** Provided information **
◇ ◇ ◇ ◇ ◇
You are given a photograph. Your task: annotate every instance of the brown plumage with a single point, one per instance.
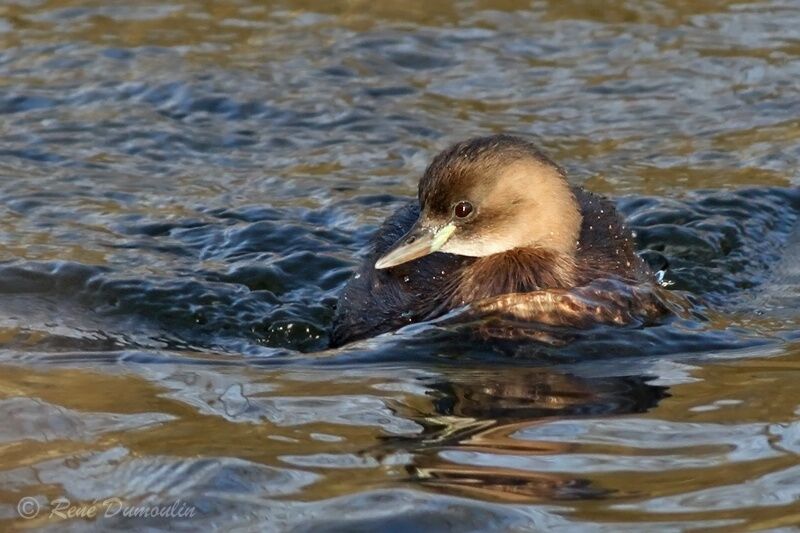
(497, 228)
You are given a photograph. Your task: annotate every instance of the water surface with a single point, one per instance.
(185, 186)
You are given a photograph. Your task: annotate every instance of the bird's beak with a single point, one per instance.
(418, 242)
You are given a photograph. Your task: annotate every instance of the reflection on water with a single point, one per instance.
(186, 186)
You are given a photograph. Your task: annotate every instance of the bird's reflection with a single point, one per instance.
(483, 412)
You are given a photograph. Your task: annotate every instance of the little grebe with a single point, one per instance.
(497, 227)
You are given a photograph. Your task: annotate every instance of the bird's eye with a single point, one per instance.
(462, 209)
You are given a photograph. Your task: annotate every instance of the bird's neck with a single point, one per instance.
(517, 270)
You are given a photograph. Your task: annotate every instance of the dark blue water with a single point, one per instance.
(186, 187)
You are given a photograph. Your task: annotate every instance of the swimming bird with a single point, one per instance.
(498, 228)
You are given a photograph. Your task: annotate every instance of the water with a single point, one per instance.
(186, 186)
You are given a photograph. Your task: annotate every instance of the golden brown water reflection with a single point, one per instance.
(186, 185)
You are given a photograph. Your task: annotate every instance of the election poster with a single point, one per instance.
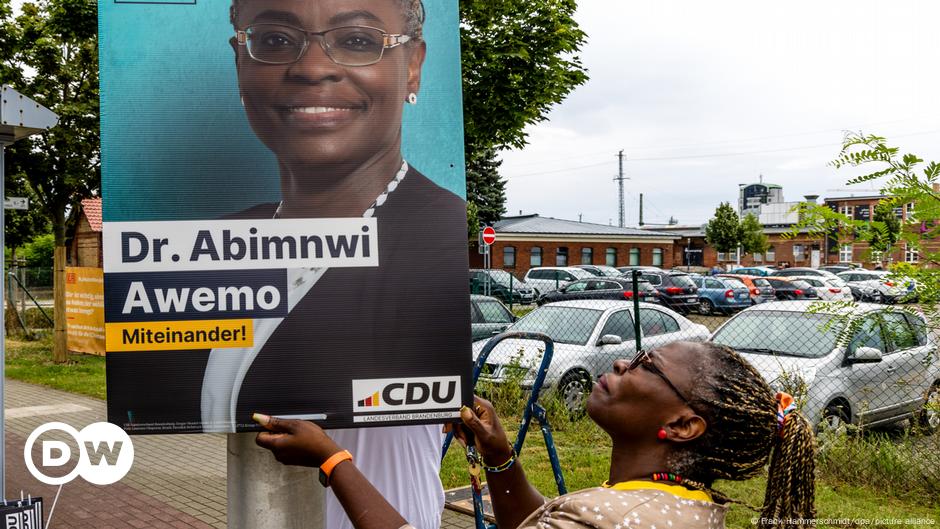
(284, 215)
(84, 310)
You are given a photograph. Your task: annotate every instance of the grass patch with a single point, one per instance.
(900, 462)
(584, 453)
(31, 361)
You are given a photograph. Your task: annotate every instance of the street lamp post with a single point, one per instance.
(20, 117)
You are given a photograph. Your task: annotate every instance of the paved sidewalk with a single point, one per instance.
(177, 481)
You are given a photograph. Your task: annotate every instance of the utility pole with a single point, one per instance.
(620, 178)
(641, 209)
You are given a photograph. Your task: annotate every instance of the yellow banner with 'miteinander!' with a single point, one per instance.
(177, 335)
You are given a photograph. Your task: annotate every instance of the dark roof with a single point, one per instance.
(700, 231)
(534, 224)
(847, 199)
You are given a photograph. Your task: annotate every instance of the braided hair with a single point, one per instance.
(413, 11)
(741, 411)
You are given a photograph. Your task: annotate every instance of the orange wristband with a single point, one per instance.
(326, 469)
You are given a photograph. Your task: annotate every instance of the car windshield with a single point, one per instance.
(581, 273)
(681, 280)
(779, 332)
(570, 325)
(503, 277)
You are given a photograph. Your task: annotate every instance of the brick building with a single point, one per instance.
(863, 209)
(84, 249)
(800, 250)
(527, 241)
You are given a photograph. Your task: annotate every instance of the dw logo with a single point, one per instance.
(105, 454)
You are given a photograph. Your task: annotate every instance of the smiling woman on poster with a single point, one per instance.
(323, 84)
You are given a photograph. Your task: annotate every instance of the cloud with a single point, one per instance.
(703, 96)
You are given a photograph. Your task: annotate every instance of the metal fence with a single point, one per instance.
(867, 375)
(31, 292)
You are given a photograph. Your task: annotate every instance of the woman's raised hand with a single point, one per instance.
(488, 433)
(295, 442)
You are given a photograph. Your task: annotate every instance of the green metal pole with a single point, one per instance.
(636, 309)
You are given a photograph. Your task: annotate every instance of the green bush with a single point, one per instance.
(39, 252)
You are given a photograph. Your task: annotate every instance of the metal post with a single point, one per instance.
(512, 292)
(20, 117)
(264, 494)
(3, 342)
(636, 309)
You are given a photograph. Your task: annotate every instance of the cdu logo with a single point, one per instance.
(105, 453)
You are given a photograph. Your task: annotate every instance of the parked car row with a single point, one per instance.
(869, 364)
(687, 292)
(873, 365)
(589, 335)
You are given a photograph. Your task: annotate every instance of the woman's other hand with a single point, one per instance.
(488, 433)
(295, 442)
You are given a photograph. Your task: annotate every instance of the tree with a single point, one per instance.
(486, 187)
(753, 239)
(519, 60)
(56, 42)
(724, 230)
(885, 228)
(904, 179)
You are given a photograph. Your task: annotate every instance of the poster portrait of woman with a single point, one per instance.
(311, 109)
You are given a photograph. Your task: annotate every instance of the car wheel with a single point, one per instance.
(928, 418)
(706, 307)
(573, 389)
(835, 423)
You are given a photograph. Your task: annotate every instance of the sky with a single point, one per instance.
(703, 96)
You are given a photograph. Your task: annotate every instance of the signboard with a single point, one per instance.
(285, 223)
(489, 235)
(21, 203)
(84, 310)
(22, 514)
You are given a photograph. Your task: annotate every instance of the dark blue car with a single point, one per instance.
(721, 294)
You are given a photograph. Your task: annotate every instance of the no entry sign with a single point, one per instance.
(489, 235)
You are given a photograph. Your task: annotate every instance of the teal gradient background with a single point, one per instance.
(175, 141)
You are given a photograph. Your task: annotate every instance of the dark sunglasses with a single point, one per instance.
(644, 359)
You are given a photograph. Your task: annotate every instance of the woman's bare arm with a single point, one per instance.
(513, 497)
(303, 443)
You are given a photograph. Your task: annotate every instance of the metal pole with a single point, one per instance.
(3, 342)
(636, 310)
(620, 180)
(264, 494)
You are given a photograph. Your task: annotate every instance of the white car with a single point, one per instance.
(866, 364)
(588, 336)
(547, 279)
(876, 285)
(828, 289)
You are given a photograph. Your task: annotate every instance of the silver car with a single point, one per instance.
(547, 279)
(588, 336)
(876, 285)
(866, 364)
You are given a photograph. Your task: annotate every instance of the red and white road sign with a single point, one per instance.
(489, 235)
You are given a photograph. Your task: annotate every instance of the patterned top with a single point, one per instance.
(630, 505)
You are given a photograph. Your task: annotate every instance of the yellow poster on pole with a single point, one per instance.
(84, 310)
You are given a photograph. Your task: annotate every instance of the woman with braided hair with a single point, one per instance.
(679, 417)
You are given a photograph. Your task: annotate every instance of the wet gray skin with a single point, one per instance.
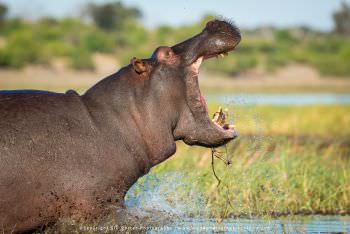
(63, 155)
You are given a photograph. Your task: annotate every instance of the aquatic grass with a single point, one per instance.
(275, 171)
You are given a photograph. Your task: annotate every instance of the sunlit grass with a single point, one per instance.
(296, 162)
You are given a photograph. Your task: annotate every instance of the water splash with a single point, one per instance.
(170, 194)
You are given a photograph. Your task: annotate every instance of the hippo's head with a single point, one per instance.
(173, 74)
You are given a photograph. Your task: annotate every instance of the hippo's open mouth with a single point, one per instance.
(217, 39)
(219, 118)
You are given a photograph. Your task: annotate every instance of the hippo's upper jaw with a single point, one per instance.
(217, 39)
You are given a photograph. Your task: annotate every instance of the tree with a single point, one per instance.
(342, 20)
(3, 12)
(112, 15)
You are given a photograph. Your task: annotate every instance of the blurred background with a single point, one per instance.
(286, 87)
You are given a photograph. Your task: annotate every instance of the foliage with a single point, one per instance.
(3, 12)
(342, 20)
(292, 165)
(122, 35)
(112, 15)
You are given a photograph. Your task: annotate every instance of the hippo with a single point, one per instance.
(65, 155)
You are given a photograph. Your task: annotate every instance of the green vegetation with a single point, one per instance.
(115, 29)
(287, 160)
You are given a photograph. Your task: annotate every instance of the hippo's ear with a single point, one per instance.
(164, 54)
(139, 65)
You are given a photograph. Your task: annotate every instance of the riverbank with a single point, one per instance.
(294, 161)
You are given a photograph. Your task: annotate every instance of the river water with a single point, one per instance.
(155, 197)
(154, 200)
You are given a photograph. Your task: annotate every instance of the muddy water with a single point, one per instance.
(156, 203)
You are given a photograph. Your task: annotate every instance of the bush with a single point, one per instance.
(81, 60)
(21, 49)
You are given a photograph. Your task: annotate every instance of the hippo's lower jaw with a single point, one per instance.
(195, 69)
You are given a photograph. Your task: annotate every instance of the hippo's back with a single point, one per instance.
(42, 135)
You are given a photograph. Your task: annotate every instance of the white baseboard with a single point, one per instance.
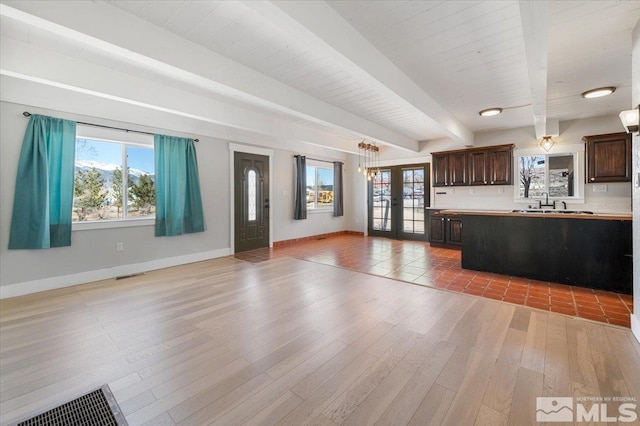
(28, 287)
(635, 325)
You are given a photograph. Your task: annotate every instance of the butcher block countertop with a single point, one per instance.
(545, 214)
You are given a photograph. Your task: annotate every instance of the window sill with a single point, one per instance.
(108, 224)
(568, 200)
(314, 211)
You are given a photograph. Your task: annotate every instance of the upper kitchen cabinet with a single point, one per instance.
(450, 168)
(489, 165)
(478, 168)
(440, 169)
(500, 165)
(608, 157)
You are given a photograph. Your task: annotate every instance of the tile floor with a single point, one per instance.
(419, 263)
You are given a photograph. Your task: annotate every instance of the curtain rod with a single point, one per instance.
(28, 114)
(316, 159)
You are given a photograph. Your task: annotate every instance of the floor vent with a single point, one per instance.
(97, 408)
(122, 277)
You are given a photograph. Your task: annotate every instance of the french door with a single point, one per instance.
(398, 197)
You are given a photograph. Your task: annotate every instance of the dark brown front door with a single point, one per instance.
(251, 195)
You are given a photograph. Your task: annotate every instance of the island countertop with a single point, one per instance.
(550, 215)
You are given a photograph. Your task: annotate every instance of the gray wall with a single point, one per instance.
(95, 249)
(93, 254)
(635, 74)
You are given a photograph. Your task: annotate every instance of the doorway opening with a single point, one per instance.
(398, 199)
(251, 201)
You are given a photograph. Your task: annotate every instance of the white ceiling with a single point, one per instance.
(395, 72)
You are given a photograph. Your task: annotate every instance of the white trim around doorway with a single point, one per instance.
(248, 149)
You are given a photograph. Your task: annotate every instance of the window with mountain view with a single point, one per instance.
(113, 181)
(319, 186)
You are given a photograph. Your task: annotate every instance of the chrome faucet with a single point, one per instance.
(546, 201)
(564, 204)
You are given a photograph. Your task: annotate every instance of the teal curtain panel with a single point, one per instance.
(300, 192)
(338, 203)
(178, 199)
(43, 198)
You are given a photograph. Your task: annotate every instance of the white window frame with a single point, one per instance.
(125, 139)
(577, 150)
(320, 165)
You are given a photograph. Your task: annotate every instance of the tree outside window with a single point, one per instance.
(113, 181)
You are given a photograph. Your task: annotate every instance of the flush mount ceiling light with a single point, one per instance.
(630, 119)
(599, 92)
(490, 111)
(547, 143)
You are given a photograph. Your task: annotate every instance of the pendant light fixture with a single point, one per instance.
(368, 159)
(547, 143)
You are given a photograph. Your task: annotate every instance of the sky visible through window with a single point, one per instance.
(111, 153)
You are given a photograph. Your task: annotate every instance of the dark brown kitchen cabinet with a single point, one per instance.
(445, 230)
(476, 166)
(450, 168)
(440, 169)
(501, 165)
(458, 168)
(608, 157)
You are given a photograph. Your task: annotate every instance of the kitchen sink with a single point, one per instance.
(552, 211)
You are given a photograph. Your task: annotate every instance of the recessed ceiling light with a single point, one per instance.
(600, 91)
(490, 111)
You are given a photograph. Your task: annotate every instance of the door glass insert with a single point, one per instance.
(381, 206)
(252, 194)
(413, 200)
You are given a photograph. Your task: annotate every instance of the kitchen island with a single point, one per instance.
(586, 250)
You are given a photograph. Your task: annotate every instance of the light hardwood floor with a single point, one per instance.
(293, 342)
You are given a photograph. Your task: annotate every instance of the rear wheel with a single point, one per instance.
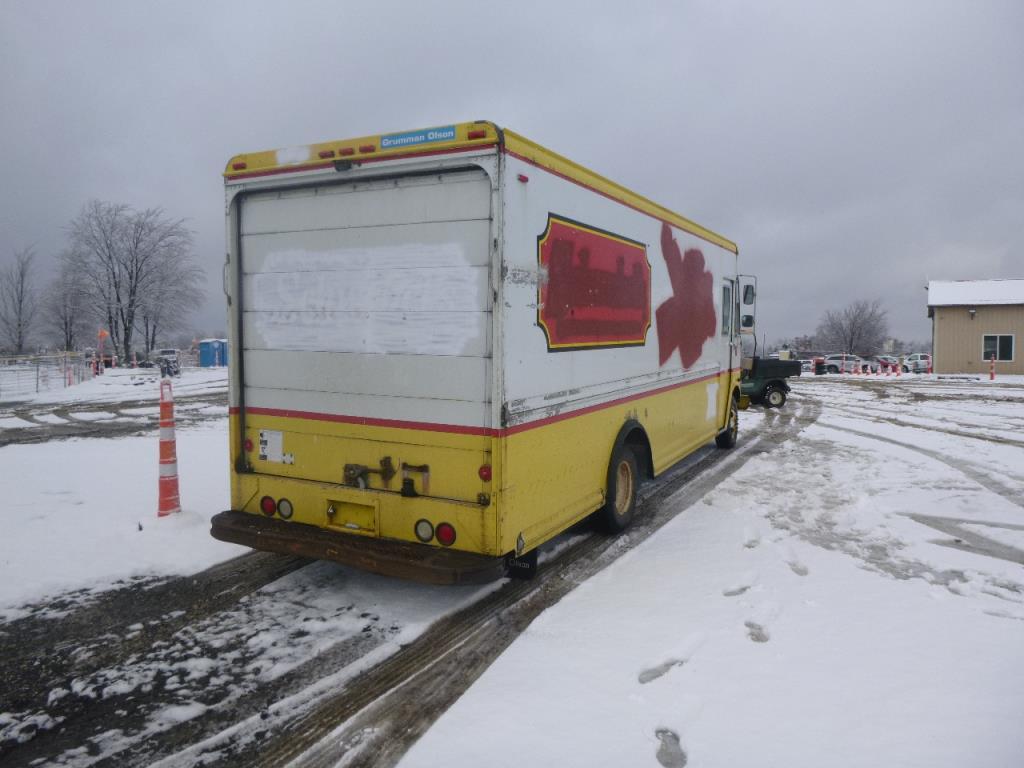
(775, 397)
(727, 437)
(624, 477)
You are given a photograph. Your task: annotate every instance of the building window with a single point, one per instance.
(1001, 345)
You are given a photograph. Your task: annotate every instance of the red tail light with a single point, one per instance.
(445, 534)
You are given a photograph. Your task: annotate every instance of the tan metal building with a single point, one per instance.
(973, 320)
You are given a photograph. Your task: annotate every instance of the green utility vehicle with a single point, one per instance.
(764, 380)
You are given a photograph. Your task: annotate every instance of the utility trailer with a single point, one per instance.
(450, 345)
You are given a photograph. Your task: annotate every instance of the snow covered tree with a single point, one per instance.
(127, 257)
(18, 301)
(859, 329)
(66, 306)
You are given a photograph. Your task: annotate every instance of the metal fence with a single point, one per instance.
(24, 376)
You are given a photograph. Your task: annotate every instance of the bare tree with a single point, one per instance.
(860, 329)
(18, 301)
(66, 305)
(175, 293)
(124, 255)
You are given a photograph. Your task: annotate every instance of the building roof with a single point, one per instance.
(967, 292)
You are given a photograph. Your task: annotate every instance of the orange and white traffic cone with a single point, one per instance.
(169, 500)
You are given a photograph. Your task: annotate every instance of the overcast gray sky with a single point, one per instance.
(852, 150)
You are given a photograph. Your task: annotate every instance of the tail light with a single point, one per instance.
(424, 530)
(445, 534)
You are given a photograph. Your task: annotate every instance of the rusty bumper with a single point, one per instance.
(389, 557)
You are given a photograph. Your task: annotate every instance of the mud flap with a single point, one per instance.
(523, 566)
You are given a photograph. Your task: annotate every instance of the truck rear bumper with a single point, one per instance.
(388, 557)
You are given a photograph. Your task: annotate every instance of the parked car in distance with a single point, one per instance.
(882, 363)
(843, 364)
(919, 363)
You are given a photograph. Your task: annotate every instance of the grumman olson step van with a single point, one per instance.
(450, 345)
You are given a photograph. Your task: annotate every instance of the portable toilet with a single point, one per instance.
(212, 352)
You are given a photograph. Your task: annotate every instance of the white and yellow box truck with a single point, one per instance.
(450, 345)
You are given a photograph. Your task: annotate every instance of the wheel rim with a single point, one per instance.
(624, 487)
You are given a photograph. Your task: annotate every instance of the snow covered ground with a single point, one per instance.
(854, 596)
(799, 615)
◇ ◇ ◇ ◇ ◇
** Task requirements **
Produce an exact repeat of the lines from the one containing "of the tail" through the last line of the data, and nothing more.

** Result of this task **
You are given a photograph. Your task: annotate every instance of the tail light with a single point, one per instance.
(424, 530)
(445, 534)
You are given a photograph. Your task: annotate every instance of the rusty bumper with a single point, one per instance.
(389, 557)
You are given a photograph. Your task: annotate every instance of the mud flap with a single point, one per instance.
(523, 566)
You are given a photograph. Your task: annotate every instance of the truck rear bumper with a single point, one per instance.
(388, 557)
You are given a photograph. Your task: annotate every instance of the parked car in distance with a single point, one per instance.
(882, 363)
(843, 364)
(919, 363)
You are given a photograph. Your task: annotate every instance of the grumman olson step van with a single point, one per instance.
(450, 345)
You are given a photograph. Your task: annotate every instance of the portable toilet with a single point, one per instance.
(212, 352)
You are given a photograph. Your task: annotate every instance of the white and yellow box truck with a single point, one per instance.
(450, 345)
You are given a photograph. Your task: annotate every instance of the wheel rim with a single point, one per instance.
(624, 487)
You are given a photograph. Your task: annotate every instance of the snow covered ground with a single point, one per instance.
(854, 596)
(799, 615)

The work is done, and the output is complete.